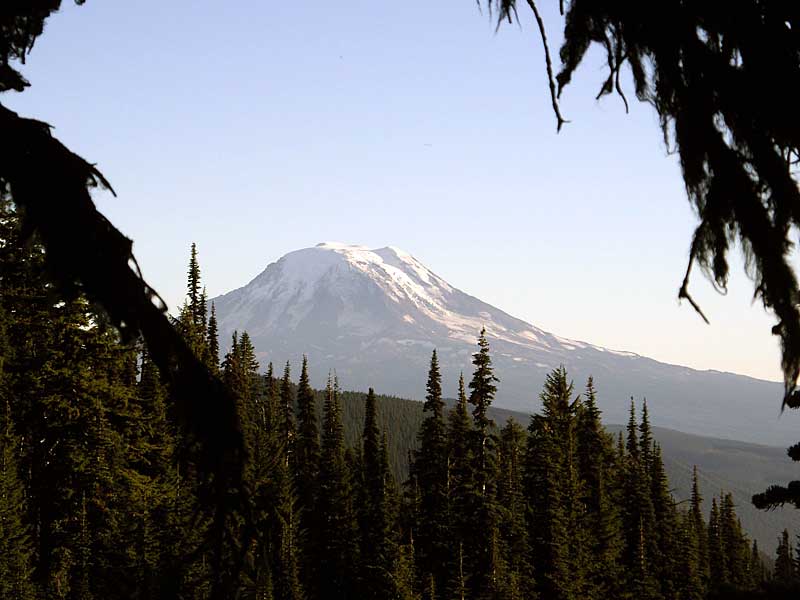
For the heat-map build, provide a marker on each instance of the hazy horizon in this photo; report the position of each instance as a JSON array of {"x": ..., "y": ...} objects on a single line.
[{"x": 272, "y": 128}]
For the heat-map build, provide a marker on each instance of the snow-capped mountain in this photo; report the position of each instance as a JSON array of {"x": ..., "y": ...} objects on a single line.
[{"x": 374, "y": 316}]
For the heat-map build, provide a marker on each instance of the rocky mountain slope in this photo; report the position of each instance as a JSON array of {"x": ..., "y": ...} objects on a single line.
[{"x": 374, "y": 315}]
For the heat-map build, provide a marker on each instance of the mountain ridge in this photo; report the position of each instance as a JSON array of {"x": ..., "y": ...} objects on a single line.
[{"x": 374, "y": 315}]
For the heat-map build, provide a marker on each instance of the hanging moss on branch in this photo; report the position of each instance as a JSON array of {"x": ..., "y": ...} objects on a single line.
[{"x": 724, "y": 80}]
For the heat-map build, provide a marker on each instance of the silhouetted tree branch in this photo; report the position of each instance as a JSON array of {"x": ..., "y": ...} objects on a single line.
[
  {"x": 86, "y": 254},
  {"x": 724, "y": 79}
]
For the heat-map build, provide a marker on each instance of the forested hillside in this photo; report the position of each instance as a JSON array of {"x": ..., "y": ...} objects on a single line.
[{"x": 98, "y": 499}]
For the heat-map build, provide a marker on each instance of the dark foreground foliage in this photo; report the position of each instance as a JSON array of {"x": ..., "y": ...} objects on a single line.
[{"x": 96, "y": 503}]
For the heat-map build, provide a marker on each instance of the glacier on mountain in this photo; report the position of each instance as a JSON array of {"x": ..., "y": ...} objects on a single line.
[{"x": 373, "y": 316}]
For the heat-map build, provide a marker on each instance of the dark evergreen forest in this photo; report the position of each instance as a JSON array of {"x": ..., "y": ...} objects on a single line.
[{"x": 347, "y": 496}]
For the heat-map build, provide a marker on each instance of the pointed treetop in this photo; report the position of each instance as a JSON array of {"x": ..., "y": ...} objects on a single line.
[
  {"x": 212, "y": 340},
  {"x": 632, "y": 443},
  {"x": 482, "y": 386},
  {"x": 433, "y": 399}
]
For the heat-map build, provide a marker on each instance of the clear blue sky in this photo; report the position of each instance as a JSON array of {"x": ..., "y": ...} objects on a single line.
[{"x": 256, "y": 128}]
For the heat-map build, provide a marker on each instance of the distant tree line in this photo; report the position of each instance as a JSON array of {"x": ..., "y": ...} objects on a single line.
[{"x": 95, "y": 502}]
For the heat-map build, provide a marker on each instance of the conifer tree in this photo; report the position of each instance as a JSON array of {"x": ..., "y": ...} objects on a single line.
[
  {"x": 287, "y": 417},
  {"x": 16, "y": 550},
  {"x": 193, "y": 286},
  {"x": 687, "y": 584},
  {"x": 784, "y": 562},
  {"x": 484, "y": 553},
  {"x": 337, "y": 530},
  {"x": 638, "y": 517},
  {"x": 306, "y": 478},
  {"x": 757, "y": 569},
  {"x": 700, "y": 531},
  {"x": 734, "y": 545},
  {"x": 666, "y": 551},
  {"x": 459, "y": 484},
  {"x": 553, "y": 491},
  {"x": 597, "y": 466},
  {"x": 718, "y": 575},
  {"x": 513, "y": 509},
  {"x": 212, "y": 340},
  {"x": 430, "y": 468},
  {"x": 378, "y": 518}
]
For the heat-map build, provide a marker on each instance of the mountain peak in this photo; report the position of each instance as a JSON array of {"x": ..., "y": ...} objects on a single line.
[{"x": 374, "y": 315}]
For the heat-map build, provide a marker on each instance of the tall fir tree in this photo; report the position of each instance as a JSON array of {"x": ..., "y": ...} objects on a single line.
[
  {"x": 484, "y": 553},
  {"x": 553, "y": 492},
  {"x": 699, "y": 530},
  {"x": 338, "y": 558},
  {"x": 377, "y": 511},
  {"x": 597, "y": 465},
  {"x": 784, "y": 571},
  {"x": 430, "y": 468},
  {"x": 307, "y": 451},
  {"x": 459, "y": 484},
  {"x": 638, "y": 516},
  {"x": 513, "y": 509},
  {"x": 212, "y": 340}
]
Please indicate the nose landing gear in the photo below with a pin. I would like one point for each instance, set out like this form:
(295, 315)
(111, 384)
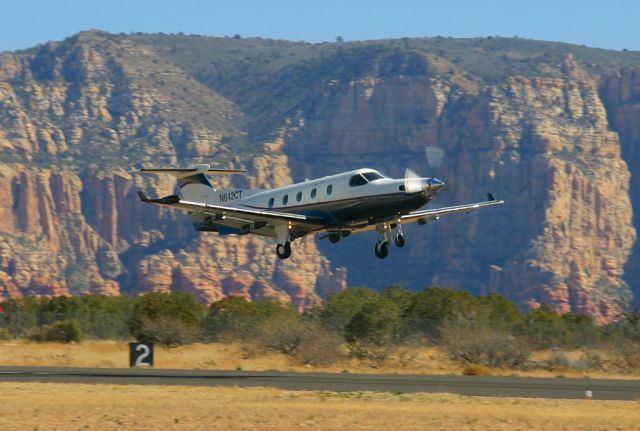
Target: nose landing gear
(382, 249)
(400, 241)
(384, 239)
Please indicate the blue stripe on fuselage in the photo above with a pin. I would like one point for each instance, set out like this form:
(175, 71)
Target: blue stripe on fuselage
(358, 208)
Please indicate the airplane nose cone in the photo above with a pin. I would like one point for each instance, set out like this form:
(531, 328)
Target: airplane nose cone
(435, 184)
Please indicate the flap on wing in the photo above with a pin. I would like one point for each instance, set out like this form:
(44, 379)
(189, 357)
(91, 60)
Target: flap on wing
(233, 212)
(439, 212)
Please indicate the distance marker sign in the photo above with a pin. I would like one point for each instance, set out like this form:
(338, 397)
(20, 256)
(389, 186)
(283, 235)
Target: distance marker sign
(141, 354)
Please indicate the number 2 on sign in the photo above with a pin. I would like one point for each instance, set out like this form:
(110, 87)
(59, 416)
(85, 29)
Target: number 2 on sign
(140, 360)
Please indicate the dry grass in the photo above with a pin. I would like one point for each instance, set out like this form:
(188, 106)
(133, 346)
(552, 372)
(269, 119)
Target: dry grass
(217, 356)
(47, 406)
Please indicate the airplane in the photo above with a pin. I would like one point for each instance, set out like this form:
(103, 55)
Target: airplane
(334, 206)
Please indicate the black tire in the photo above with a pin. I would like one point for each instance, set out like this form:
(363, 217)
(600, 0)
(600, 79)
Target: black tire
(382, 250)
(283, 250)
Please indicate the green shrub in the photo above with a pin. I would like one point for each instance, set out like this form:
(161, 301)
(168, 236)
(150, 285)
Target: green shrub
(307, 342)
(64, 331)
(167, 331)
(235, 318)
(154, 312)
(472, 342)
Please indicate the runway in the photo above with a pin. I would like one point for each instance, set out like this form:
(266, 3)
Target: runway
(464, 385)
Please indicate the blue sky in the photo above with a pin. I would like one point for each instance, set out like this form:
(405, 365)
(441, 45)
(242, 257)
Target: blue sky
(613, 24)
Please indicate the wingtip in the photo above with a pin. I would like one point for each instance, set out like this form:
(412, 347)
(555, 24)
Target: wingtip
(142, 196)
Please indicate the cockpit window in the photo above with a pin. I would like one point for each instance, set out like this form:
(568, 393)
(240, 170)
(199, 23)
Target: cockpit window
(357, 180)
(372, 176)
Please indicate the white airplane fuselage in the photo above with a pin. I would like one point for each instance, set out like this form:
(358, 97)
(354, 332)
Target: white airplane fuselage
(336, 205)
(332, 198)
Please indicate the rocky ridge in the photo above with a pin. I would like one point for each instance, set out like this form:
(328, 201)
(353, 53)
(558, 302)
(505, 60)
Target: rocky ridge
(556, 138)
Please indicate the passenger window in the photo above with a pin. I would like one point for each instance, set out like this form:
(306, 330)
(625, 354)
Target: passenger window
(357, 180)
(372, 176)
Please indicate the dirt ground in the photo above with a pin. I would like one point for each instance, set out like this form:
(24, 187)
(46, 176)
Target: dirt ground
(47, 406)
(218, 356)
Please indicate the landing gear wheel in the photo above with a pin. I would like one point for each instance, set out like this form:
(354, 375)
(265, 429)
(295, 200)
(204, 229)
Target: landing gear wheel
(382, 249)
(283, 250)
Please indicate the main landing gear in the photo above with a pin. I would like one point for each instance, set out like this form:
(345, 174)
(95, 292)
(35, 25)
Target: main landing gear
(384, 239)
(283, 250)
(283, 236)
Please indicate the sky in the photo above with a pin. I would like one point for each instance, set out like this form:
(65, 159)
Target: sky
(613, 24)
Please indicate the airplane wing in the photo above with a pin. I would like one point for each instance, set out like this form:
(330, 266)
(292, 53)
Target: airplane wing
(236, 213)
(434, 214)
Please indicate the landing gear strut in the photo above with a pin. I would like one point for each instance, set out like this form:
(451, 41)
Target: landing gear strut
(283, 250)
(400, 242)
(283, 236)
(382, 249)
(384, 238)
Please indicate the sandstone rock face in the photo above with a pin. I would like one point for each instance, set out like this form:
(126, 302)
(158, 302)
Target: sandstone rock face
(543, 144)
(72, 223)
(621, 95)
(555, 137)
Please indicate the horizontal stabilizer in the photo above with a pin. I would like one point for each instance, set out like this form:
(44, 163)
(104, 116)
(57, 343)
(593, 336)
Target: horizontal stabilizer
(167, 200)
(185, 172)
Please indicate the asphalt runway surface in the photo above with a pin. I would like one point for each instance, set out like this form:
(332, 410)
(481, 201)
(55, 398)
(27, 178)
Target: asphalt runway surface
(343, 382)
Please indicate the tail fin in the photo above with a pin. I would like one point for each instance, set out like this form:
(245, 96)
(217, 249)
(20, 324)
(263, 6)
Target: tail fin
(193, 181)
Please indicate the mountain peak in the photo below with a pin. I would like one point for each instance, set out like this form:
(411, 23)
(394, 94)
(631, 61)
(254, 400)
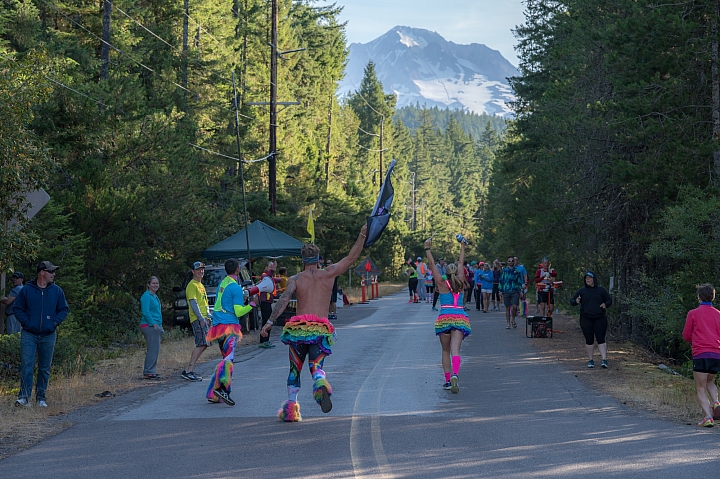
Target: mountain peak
******************************
* _What the task asks_
Search the records above for "below" and copy every line that has it.

* _Result of this task_
Please indicate the nose landing gear in the photo below with a pin. I would like one point for each instance, set out like this form:
Please indicate the mountain peak in the photo below with a pin. I would like one point for each instance, set out like this form:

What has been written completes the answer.